[Start of Attachment]

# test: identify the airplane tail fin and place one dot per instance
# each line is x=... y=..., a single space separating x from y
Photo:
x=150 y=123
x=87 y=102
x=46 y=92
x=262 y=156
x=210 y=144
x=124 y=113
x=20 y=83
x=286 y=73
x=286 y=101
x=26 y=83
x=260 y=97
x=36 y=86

[End of Attachment]

Exercise brief — Write out all of the entries above, exactly and in full.

Expected output —
# test: identify the airplane tail fin and place one dot per instance
# each line is x=... y=..., a single space separating x from y
Photo:
x=150 y=123
x=87 y=102
x=46 y=92
x=262 y=156
x=210 y=144
x=124 y=113
x=20 y=83
x=286 y=73
x=286 y=101
x=26 y=83
x=260 y=97
x=36 y=86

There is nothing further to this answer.